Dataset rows
——————
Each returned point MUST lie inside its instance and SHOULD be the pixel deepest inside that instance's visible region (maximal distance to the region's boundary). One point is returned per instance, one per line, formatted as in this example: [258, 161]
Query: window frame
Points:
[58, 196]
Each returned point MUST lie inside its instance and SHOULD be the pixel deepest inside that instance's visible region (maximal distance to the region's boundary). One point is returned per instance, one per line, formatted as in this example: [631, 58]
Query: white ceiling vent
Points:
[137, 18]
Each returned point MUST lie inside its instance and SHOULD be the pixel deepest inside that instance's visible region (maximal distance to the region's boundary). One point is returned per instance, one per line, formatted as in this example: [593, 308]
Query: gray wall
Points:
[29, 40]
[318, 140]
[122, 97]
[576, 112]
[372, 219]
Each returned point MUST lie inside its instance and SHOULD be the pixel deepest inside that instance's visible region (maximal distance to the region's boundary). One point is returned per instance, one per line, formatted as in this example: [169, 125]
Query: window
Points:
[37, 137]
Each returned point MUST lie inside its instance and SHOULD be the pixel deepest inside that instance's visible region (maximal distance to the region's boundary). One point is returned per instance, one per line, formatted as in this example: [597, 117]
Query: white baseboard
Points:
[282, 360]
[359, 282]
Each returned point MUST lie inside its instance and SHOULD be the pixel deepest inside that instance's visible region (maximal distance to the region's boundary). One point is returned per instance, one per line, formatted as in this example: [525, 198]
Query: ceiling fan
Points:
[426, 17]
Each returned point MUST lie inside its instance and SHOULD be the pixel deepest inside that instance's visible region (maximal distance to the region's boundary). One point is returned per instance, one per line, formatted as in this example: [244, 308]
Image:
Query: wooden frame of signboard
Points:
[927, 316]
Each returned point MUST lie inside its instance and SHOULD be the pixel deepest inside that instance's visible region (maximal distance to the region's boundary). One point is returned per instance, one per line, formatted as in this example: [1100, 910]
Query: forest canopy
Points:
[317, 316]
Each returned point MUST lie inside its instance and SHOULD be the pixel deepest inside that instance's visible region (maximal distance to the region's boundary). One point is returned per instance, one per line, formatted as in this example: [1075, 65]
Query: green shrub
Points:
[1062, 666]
——————
Render every line of the records above as a Markdown table with two columns, Row and Line. Number the rows in order and omit blank lines.

| Row | Line |
|---|---|
| 1 | Each returned point MUST lie inside its instance and SHOULD be the pixel deepest inside that instance's visible region (maximal distance to the region's boundary). One point is returned per instance, one per line, formatted as in this example: [258, 161] |
| 2 | Query: window frame |
| 3 | Points: |
| 4 | [58, 196] |
| 5 | Each returned point MUST lie inside its instance and SHOULD be the pixel deepest inside that instance's visible region (maximal distance to the region's boundary). One point is returned per instance, one per line, formatted as in this example: [631, 58] |
| 6 | Query: white ceiling vent |
| 7 | Points: |
| 8 | [137, 18] |
| 9 | Each returned point MUST lie inside its instance and SHOULD be the pixel deepest inside that instance's visible region (maximal distance to the region's boundary). One point is returned per instance, one per line, formatted as in this example: [593, 308] |
| 10 | Query: gray wall |
| 11 | Points: |
| 12 | [29, 40] |
| 13 | [318, 140] |
| 14 | [122, 97] |
| 15 | [576, 112] |
| 16 | [372, 219] |
| 17 | Each returned point MUST lie inside its instance and SHOULD be the pixel deepest inside that instance's visible region (maximal distance to the region's boundary). One point is returned per instance, one per line, formatted as in this example: [169, 125] |
| 18 | Query: window |
| 19 | Points: |
| 20 | [37, 137] |
| 21 | Each returned point MUST lie inside its instance and SHOULD be the pixel deepest inside that instance's visible region (maximal distance to the region's boundary). One point is returned per instance, one per line, formatted as in this example: [597, 117] |
| 22 | Query: white baseboard |
| 23 | Points: |
| 24 | [282, 360] |
| 25 | [359, 282] |
| 26 | Each returned point MUST lie inside its instance and SHOULD be the pixel deepest inside that instance's visible region (maximal distance to the region's boundary). One point is returned per instance, one per line, formatted as in this example: [525, 198] |
| 27 | Query: ceiling fan |
| 28 | Points: |
| 29 | [426, 17] |
| 30 | Each returned point MUST lie inside its instance and SHOULD be the pixel deepest inside that instance's visible region (maximal distance to the region's boundary). One point is returned per instance, one per line, formatted as in this example: [244, 308] |
| 31 | Image: |
| 32 | Query: wooden frame of signboard |
| 33 | Points: |
| 34 | [927, 316] |
| 35 | Each returned point MUST lie inside its instance and SHOULD be the pixel deepest inside that instance's visible region (maximal distance to the region's boundary). One point is returned per instance, one per line, formatted as in this example: [1100, 910] |
| 36 | Query: forest canopy |
| 37 | Points: |
| 38 | [317, 316] |
| 39 | Each returned point MUST lie inside its instance and SHOULD be the pixel deepest inside that instance's visible region (maximal distance to the region's boundary). One point is returned per instance, one per line, formatted as in this example: [1075, 65] |
| 40 | Query: green shrub |
| 41 | Points: |
| 42 | [1062, 666] |